Exercise:
Retype every entry in its entirety, without alteration.

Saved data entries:
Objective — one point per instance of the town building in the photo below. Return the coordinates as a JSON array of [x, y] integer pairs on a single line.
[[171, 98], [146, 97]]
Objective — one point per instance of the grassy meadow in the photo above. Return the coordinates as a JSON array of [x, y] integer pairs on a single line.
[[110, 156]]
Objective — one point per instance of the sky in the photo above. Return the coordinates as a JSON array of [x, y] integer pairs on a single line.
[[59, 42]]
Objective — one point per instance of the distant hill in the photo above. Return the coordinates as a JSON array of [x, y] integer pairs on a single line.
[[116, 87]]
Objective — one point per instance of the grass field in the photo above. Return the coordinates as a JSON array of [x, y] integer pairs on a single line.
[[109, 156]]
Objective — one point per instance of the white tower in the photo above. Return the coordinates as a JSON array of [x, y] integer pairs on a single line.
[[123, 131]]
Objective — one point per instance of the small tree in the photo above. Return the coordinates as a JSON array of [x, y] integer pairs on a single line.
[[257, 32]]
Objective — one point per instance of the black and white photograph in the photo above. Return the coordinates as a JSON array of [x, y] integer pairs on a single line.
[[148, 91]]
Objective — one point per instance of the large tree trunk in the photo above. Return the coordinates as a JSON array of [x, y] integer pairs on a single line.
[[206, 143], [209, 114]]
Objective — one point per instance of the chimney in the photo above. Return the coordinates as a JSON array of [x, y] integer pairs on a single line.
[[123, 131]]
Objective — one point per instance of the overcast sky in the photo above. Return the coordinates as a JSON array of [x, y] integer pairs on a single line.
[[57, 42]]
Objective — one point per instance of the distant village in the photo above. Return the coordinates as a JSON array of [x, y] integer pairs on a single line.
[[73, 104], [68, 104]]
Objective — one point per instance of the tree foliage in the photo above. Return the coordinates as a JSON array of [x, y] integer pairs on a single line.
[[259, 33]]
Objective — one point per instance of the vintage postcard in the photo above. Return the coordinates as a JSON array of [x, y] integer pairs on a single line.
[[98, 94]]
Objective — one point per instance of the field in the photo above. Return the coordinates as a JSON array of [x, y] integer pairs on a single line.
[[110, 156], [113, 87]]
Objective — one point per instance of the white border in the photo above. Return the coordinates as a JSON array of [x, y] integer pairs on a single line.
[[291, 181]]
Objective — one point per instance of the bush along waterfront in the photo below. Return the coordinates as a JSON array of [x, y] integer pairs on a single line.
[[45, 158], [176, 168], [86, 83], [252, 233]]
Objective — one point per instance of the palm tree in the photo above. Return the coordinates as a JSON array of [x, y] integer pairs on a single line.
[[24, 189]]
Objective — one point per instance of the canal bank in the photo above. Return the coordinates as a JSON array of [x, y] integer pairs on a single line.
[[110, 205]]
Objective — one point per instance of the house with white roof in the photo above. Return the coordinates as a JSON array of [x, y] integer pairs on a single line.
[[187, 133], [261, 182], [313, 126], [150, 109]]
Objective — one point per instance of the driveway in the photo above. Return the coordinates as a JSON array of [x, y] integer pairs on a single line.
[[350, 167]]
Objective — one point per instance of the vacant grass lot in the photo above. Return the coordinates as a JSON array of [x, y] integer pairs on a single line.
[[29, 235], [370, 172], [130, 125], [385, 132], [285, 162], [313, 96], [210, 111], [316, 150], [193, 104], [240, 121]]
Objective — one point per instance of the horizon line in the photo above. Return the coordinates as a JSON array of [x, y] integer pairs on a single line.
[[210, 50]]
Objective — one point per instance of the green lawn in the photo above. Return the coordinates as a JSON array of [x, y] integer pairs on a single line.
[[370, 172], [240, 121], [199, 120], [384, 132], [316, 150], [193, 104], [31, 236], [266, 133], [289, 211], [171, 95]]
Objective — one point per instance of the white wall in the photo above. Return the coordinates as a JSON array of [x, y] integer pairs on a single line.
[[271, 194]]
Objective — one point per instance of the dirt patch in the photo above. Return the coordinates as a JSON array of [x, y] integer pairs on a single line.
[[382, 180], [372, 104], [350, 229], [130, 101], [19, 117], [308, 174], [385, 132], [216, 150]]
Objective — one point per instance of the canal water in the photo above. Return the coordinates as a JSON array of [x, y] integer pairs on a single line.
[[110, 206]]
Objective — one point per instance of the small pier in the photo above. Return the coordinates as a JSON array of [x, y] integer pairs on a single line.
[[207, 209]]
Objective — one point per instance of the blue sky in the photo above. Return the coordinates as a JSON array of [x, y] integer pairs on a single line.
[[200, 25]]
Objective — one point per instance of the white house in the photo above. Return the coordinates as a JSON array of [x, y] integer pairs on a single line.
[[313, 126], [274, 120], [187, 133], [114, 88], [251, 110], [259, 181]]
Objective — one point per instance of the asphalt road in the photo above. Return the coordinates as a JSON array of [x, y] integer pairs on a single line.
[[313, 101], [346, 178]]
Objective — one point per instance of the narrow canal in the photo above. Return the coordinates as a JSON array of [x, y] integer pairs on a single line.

Solution to this problem:
Objective — one point per instance of the town building in the photo below. Return the coordinates as a JSON array of [x, y] integer pairs on a single line.
[[171, 98], [146, 97]]
Objective — one point per instance of the grassy meadow in the photo above. Return the coordinates as a JSON array of [x, y] integer pairs on a single line.
[[110, 156]]
Objective — one point per instance of the sky in the photo above. Return the coordinates as a JSON array of [x, y] integer pairs on a single line.
[[59, 42]]
Objective — one point per instance of the distant hill in the photo above. Return the coordinates as a JSON array of [x, y] integer pairs on a single line.
[[116, 87]]
Objective — one point per instance of the grass field in the photo above. Return the coordinates as a JSON array of [x, y] integer pairs on a single line.
[[109, 156]]
Objective — one point per instance of the white tower in the photo above. Return the coordinates as a JSON array of [x, y] integer pairs on a single line.
[[123, 131]]
Objective — one point per instance of the small tree in the photo above. Return the coordinates as a JSON array of [x, y] integer pairs on a single line.
[[257, 32]]
Objective — one point per instance of the black and white photograph in the photo above. Return the coordinates as a JSON array of [x, y] integer pairs on a single line.
[[148, 91]]
Objective — one point per instance of the large tree trunk in the photo above. Return the coordinates as a JSON array of [x, y] integer pairs on a single line.
[[206, 143], [209, 114]]
Objective — one point per instance of the chimney in the photo above. Return the coordinates as a JSON array of [x, y] integer pairs on a single line.
[[123, 131]]
Objective — one point per instance of the overcast sky in the photo above. Return the coordinates as a JSON array of [x, y] integer pairs on a single line.
[[57, 42]]
Objective — one point per instance of the distant village in the photo above. Return the coordinates as a JSON array of [x, y] integer pairs on a single line.
[[73, 104], [68, 104]]
Objective — one point per instance of the tree foliage in the photo above. Return the coordinates as a JSON array of [x, y] integer pairs on a single line.
[[259, 33]]
Objective — one point per instance of the vintage postcard in the photo above. Return the coordinates as a JSON array of [x, y] integer pairs on a single line.
[[98, 94]]
Objective — one point per instance of the field in the photo above. Return the coordinates as a JSON array of [x, y] integer pairs on a single line.
[[110, 156], [113, 87]]
Objective — one point per instance of the white border in the photo above. Return the coordinates as a JSON array of [x, y] integer pairs on a single line.
[[291, 181]]
Objective — one point per instance of the bush along waterfront in the photo below. Return the coordinates as a JSON array of [x, y] integer pairs on a single line.
[[45, 158], [176, 168], [86, 83], [252, 233]]
Objective — one point per instance of the palm tree in the photo above. Return the coordinates as a JSON array of [x, y] integer pairs on a single line.
[[24, 189]]
Objective — one point per instance of the canal bank in the photo above. Return the coordinates as a JSON array of [x, y] integer pairs on a single line.
[[110, 205]]
Objective — one point per instance of the house with white roof in the photo above. Return the coordinates as a JSON array of [x, y] integer pairs on a single line.
[[187, 133], [261, 182], [313, 126], [150, 109]]
Objective — one point per instance of the driveway in the photo above. Return the coordinates as a JSON array of [x, y] integer pairs on a single line.
[[350, 167]]
Objective — one point per instance of the vacant grass lot in the photo above. Return the coordinates as a JSON array of [x, y] integer pairs on a single line.
[[29, 235], [370, 172], [130, 125], [385, 132], [285, 162], [313, 96], [210, 111], [316, 150], [193, 104], [240, 121]]
Objective — one point per instance of the horizon line in the photo above. Return the coordinates as a JSON array of [x, y] integer pairs on a single line.
[[210, 50]]
Objective — one point per instance of the green lawn in the photo above. Return the coordinates as a JSON array of [x, y] integer pairs on a single line.
[[370, 172], [240, 121], [199, 120], [384, 132], [316, 150], [193, 104], [31, 236], [266, 133], [289, 211], [171, 95]]
Objective — one point per instance of the white wall in the photo above. Return the coordinates as a JSON array of [x, y] integer pairs on a single line.
[[271, 194]]
Objective — one point per instance of the dirt patch in the photo above. Return the coordinates as a JSON array of [x, y] integer pairs on a single line.
[[382, 180], [372, 104], [350, 229], [130, 101], [19, 117], [308, 174], [385, 132], [216, 150]]
Objective — one point per instance of the canal water in the photo above. Return the coordinates as a JSON array of [x, y] integer pairs on a single line.
[[110, 206]]
Objective — one point per instance of the small pier in the photo above. Return the coordinates as a JSON array of [x, y] integer pairs on a single line.
[[207, 209]]
Objective — one point per instance of the blue sky in the photo above. Return the coordinates as a JSON array of [x, y] integer pairs on a single line.
[[200, 25]]
Objective — one point per instance of the white house in the photo above. Return the coordinates as a JSON array of [x, y] integer pairs on a single line.
[[313, 126], [274, 120], [187, 133], [114, 88], [251, 110], [259, 181]]
Objective — one point per instance of the asphalt road in the photo above. Return the coordinates as a JSON array of [x, y] integer pairs on a single line.
[[313, 101], [346, 178]]
Objective — one point per instance of the narrow canal in the photo above. Return the coordinates as a JSON array of [x, y] integer pairs on a single line.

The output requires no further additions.